WHAT TO DO
Copy out the lines of the records exactly, starting at the line that contains "Outline every instance of the window" and ending at the last line of the records, both included.

ROWS

────────────────────

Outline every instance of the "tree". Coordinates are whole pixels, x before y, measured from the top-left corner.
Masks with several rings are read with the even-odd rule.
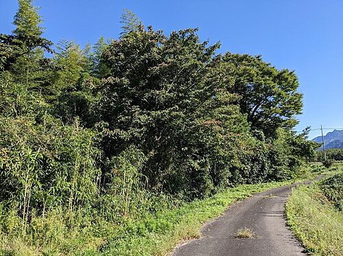
[[[36,71],[46,66],[44,50],[52,52],[52,42],[41,37],[42,18],[32,0],[19,0],[19,5],[13,34],[0,34],[0,71],[10,71],[14,81],[27,84],[41,80]]]
[[[137,31],[143,27],[143,23],[130,10],[124,9],[124,12],[121,14],[120,23],[123,24],[122,31],[120,36],[122,37],[130,31]]]
[[[294,71],[277,70],[261,56],[226,53],[227,72],[234,78],[228,90],[239,95],[237,101],[247,115],[252,129],[272,134],[278,127],[293,127],[295,115],[301,113],[303,95],[297,92],[298,78]]]
[[[40,26],[42,18],[38,14],[38,8],[33,5],[32,0],[18,0],[19,8],[13,24],[16,29],[13,33],[18,36],[40,37],[43,28]]]

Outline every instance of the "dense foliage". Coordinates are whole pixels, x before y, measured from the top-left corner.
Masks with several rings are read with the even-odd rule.
[[[338,174],[320,182],[319,187],[335,207],[343,211],[343,174]]]
[[[67,229],[118,223],[290,179],[313,157],[307,131],[292,131],[294,72],[129,11],[119,39],[54,47],[32,1],[19,4],[13,34],[0,35],[0,209],[20,225],[0,222],[0,235],[34,233],[56,212]]]
[[[343,161],[343,149],[330,149],[325,151],[327,159],[335,161]],[[317,151],[314,159],[315,162],[324,160],[324,152]]]

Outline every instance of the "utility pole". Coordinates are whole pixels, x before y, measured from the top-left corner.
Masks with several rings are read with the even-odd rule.
[[[324,144],[324,135],[322,134],[322,126],[320,125],[320,129],[322,130],[322,149],[324,151],[324,160],[327,161],[327,153],[325,152],[325,145]]]

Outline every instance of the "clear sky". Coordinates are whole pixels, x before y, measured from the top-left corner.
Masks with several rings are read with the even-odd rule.
[[[343,128],[343,0],[36,0],[45,36],[82,46],[117,38],[124,8],[145,25],[198,27],[202,40],[220,41],[221,52],[261,55],[279,68],[295,70],[304,94],[297,130]],[[16,0],[0,0],[0,33],[10,34]],[[326,132],[329,130],[326,130]],[[314,131],[310,137],[320,134]]]

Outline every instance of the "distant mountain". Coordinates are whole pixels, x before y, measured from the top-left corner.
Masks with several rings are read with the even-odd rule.
[[[322,136],[316,137],[313,141],[322,144]],[[324,136],[325,149],[343,149],[343,130],[333,130]],[[322,147],[320,149],[322,150]]]

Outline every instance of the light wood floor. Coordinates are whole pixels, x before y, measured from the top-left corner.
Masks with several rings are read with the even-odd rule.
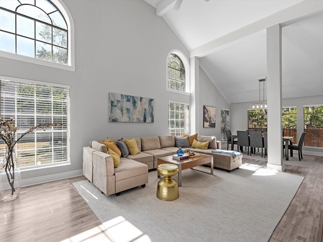
[[[266,165],[263,160],[244,158],[243,162]],[[284,172],[305,179],[270,242],[322,242],[323,157],[315,157],[309,168],[286,165]],[[85,179],[22,188],[18,199],[0,203],[1,241],[112,241],[73,186]]]

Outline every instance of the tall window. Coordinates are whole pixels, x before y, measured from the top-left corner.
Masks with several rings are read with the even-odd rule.
[[[18,138],[30,126],[63,124],[22,138],[16,145],[20,166],[33,168],[69,162],[69,88],[3,80],[0,85],[0,115],[5,120],[15,118]],[[4,156],[5,148],[4,142],[0,143],[0,157]]]
[[[304,107],[305,146],[323,147],[323,106]]]
[[[182,60],[176,54],[171,53],[168,58],[168,87],[185,92],[185,68]]]
[[[226,130],[230,129],[229,110],[221,109],[221,140],[227,140]]]
[[[168,133],[180,136],[189,134],[189,106],[177,102],[168,104]]]
[[[297,140],[297,108],[284,107],[282,111],[282,126],[285,136],[293,136]]]
[[[267,130],[267,109],[248,110],[249,130]]]
[[[0,50],[68,63],[68,28],[49,0],[0,1]]]

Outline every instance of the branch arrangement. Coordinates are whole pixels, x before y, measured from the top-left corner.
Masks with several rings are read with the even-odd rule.
[[[15,118],[11,117],[9,120],[4,120],[0,117],[0,138],[1,138],[7,145],[7,152],[5,157],[5,162],[2,168],[5,170],[9,185],[11,187],[11,195],[14,194],[15,189],[14,186],[15,182],[15,162],[13,156],[15,155],[14,150],[15,145],[27,134],[34,133],[35,130],[42,129],[45,131],[47,128],[53,126],[60,126],[61,124],[40,124],[36,126],[30,126],[29,129],[23,133],[20,137],[17,139],[17,131],[19,128],[14,126]]]

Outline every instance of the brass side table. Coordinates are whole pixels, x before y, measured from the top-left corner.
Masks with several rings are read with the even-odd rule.
[[[178,173],[178,166],[174,164],[161,164],[157,167],[157,172],[164,178],[158,182],[156,197],[163,201],[177,199],[180,196],[178,184],[172,176]]]

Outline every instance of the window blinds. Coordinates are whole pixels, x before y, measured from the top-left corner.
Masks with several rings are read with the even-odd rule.
[[[19,141],[16,150],[20,167],[69,162],[69,88],[1,80],[0,89],[0,116],[4,120],[15,118],[18,138],[30,126],[63,124],[45,131],[35,130]],[[5,145],[0,141],[4,157]]]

────────────────────

CORRECT RESPONSE
Outline every instance of the window blinds. Coordinates are whole pixels, x before y, measured from the top-left corner.
Masks with several rings are read with the even-odd rule.
[[[19,141],[16,150],[20,167],[69,162],[69,88],[1,80],[0,89],[0,116],[4,120],[15,118],[18,138],[30,126],[63,124],[45,131],[35,130]],[[5,145],[0,141],[4,157]]]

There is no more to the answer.